SELECTED EXTRACT ->
------------------------------------------------------------
# Model Functions

### A. Softmax Classification

* Probability that $y$ is of class $i$: $ P(y = i|x,w,b) = softmax_x(w\cdot x + b) = \frac{e^{w_ix+b_i}}{\sum_je^{w_jx+b_j}}  $
* Prediction: $ yHat = argmax P(y = i|x,w,b) $

### B. Loss Function

* $ L(\theta=\{W,b\},D) = -L(\theta=\{W,b\},D) = -\sum_{i=0}^{|D|} log P(Y = y_i | x_i, W,b) $

# Model Code

In [139]:
import six.moves.cPickle as pickle
import gzip, os, sys, timeit

In [140]:
import numpy as np

In [141]:
import theano
import theano.tensor as T
from theano import function, shared
from theano.tensor.nnet import softmax

In [142]:
class LogisticRegression:
    
    def __init__(self, inpt, nIn, nOut):
        # k (1..K): class index; i (1..N): data point index; d: number of predictors.
        # W (d x K matrix): column k = weights for class k.
        # x (1 x d vector): in dataset X, row i = data point i.
        # b (1 x K vector): element k = bias for class k.
        self.W = shared(value=np.zeros((nIn,nOut),dtype=theano.config.floatX), 
                        name='W', borrow=True) # W is a matrix.
        self.b = shared(value=np.zeros((nOut,),dtype=theano.config.floatX), 
                        name='b', borrow=True) # b is a vector.
        self.pYgivenX = softmax(T.dot(inpt, self.W) + self.b)
        self.yHat = T.argmax(self.pYgivenX, axis=1)
        self.params = [self.W, self.b]
        self.inpt = inpt
        
    def nll(self, y): # negative log-likelihood.
        # type(y): T.TensorType
        return -T.mean(T.log(self.pYgivenX)[T.arange(y.shape[0]), y])
    
    def errors(self, y):
        # returns a float, the number of errors in the minibatch.
        # type(y): T.TensorType
        assert y.ndim == self.yHat.ndim
        assert y.dtype.startswith('int')
        return T.mean(T.neq(self.yHat, y)) # .neq returns a vector where 1 for a misprediction.

In [143]:
def shared_dataset(data, borrow=True):
    X, Y = data
    sharedX = theano.shared(np.asarray(X,dtype=theano.config.floatX), borrow=borrow)
    sharedY = theano.shared(np.asarray(Y,dtype=theano.config.floatX), borrow=borrow)
    return sharedX, T.cast(sharedY, 'int32') 
def load_mnist():
    import os
    os.chdir("/Users/jacobsw/Desktop/IMPLEMENTATION_CAMP/CODE/BASIC_TOPICS/ML_GENERAL/PYTHON_IMPL/DATA/")
    with gzip.open('mnist.pkl.gz') as f:
        data_train, data_dev, data_test = pickle.load(f)
    X_train, Y_train = shared_dataset(data_train)
    X_dev, Y_dev = shared_dataset(data_dev)
    X_test, Y_test = shared_dataset(data_test)
    
    return [(X_train, Y_train), (X_dev, Y_dev), (X_test, Y_test)]

In [144]:
def sgd(lr=.1, epochs=1000, batchSize=600, data=load_mnist): 
    
    datasets = load_mnist()
    X_train, Y_train = datasets[0]
    X_dev, Y_dev = datasets[1]
    X_test, Y_test = datasets[2]

    nTrainBatches = X_train.get_value(borrow=True).shape[0] / batchSize # // if Python 3.
    nDevBatches = X_dev.get_value(borrow=True).shape[0] / batchSize
    nTestBatches = X_test.get_value(borrow=True).shape[0] / batchSize
    
    print "... building the model"
------------------------------------------------------------
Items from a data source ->
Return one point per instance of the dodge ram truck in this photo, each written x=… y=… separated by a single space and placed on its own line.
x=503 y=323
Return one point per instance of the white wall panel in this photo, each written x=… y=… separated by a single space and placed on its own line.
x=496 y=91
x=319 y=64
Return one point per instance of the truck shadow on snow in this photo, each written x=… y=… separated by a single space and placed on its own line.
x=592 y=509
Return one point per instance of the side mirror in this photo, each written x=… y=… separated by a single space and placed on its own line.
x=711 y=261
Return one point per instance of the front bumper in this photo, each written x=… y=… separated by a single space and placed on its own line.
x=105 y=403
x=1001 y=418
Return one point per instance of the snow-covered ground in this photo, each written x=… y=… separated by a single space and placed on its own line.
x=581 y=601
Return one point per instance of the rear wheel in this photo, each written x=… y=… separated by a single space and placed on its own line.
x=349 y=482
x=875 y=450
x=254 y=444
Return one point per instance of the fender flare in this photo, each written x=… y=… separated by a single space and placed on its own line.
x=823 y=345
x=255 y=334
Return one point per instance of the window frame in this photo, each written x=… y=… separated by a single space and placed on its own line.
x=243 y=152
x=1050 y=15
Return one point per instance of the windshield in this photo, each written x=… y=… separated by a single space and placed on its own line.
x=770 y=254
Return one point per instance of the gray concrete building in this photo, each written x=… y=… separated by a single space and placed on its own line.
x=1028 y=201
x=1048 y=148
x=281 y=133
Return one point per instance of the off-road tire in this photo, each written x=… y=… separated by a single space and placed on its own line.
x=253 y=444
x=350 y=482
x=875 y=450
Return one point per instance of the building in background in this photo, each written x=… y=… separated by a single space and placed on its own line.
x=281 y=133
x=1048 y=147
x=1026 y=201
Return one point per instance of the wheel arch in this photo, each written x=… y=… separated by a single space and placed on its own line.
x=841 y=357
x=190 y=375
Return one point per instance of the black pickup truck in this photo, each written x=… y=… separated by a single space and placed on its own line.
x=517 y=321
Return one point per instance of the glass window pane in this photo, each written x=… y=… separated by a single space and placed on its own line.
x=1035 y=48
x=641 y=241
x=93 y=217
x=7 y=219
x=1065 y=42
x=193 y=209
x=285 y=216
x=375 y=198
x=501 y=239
------------------------------------------------------------
THINGS TO DO ->
A. Repeat the logistic regression notebook word for word between "self.pYgivenX = softmax(T.dot(inpt, self.W)" and "# negative log-likelihood.", inclusive.
B. Please list every parameter of the sgd function in the logistic regression notebook, each with its default value.
C. Extend the logistic regression notebook, writing the code that comes after its last line.
The listing has no connection to the logistic regression notebook.

THE REPLIES ->
A.
self.pYgivenX = softmax(T.dot(inpt, self.W) + self.b)
        self.yHat = T.argmax(self.pYgivenX, axis=1)
        self.params = [self.W, self.b]
        self.inpt = inpt
        
    def nll(self, y): # negative log-likelihood.

B.
lr = .1
epochs = 1000
batchSize = 600
data = load_mnist

C.
    
    index = T.iscalar() # index of a batch.
    x = T.matrix('x')
    y = T.ivector('y')
    classifier = LogisticRegression(inpt=x, nIn=28*28, nOut=10)
    cost = classifier.nll(y)
    test_model = function(inputs=[index], outputs=classifier.errors(y),
                          givens = {x: X_test[index*batchSize: (index+1)*batchSize],
                                    y: Y_test[index*batchSize: (index+1)*batchSize]})
    dev_model = function(inputs=[index], outputs=classifier.errors(y),
                         givens = {x: X_dev[index*batchSize: (index+1)*batchSize],
                                   y: Y_dev[index*batchSize: (index+1)*batchSize]})
        # if not do 'givens' trick, the batch size has to be fixed in building symbolic graph.
        # 'givens' trick modify the graph to compile before compiling it. 
        # in other words, we substitute in the graph, the key in givens with the associated value. 
    gW = T.grad(cost=cost, wrt=classifier.W)
    gb = T.grad(cost=cost, wrt=classifier.b)
    updates = [(classifier.W, classifier.W - lr*gW), (classifier.b, classifier.b - lr*gb)]
    train_model = function(inputs=[index], outputs=cost, updates=updates, 
                           givens = {x: X_train[index*batchSize: (index+1)*batchSize],
                                     y: Y_train[index*batchSize: (index+1)*batchSize]})
    
    print "... training the model"
    
    patience = 5000 # for early stop, but examine this many data points regardless.
    patienceIncrease = 2
    improvementThreshold = .995
    validationFrequency = min(nTrainBatches, patience/2) # examine this many batches before validation check.
    bestValidationLoss = np.inf
    testScore = .0
    startTime = timeit.default_timer()
    doneLooping = False
    epoch = 0
    while (epoch < epochs) and (not doneLooping):
        epoch += 1
        for batchIndex in range(nTrainBatches):
            avgBatchCost = train_model(batchIndex)
            iter = (epoch-1)*nTrainBatches + batchIndex
            if (iter+1) % validationFrequency == 0:
                validationLoss = [dev_model(i) for i in range(nDevBatches)]
                thisValidationLoss = np.mean(validationLoss)
                print "Epoch %i, Batch %i/%i, Validation Error %f %%" % (epoch, batchIndex+1,
                                                                         nTrainBatches, thisValidationLoss*100)
                if thisValidationLoss < bestValidationLoss:
                    if thisValidationLoss < bestValidationLoss*improvementThreshold:
                        patience = max(patience, iter*patienceIncrease)
                    bestValidationLoss = thisValidationLoss
                    testLosses = [test_model(i) for i in range(nTestBatches)]
                    testScore = np.mean(testLosses)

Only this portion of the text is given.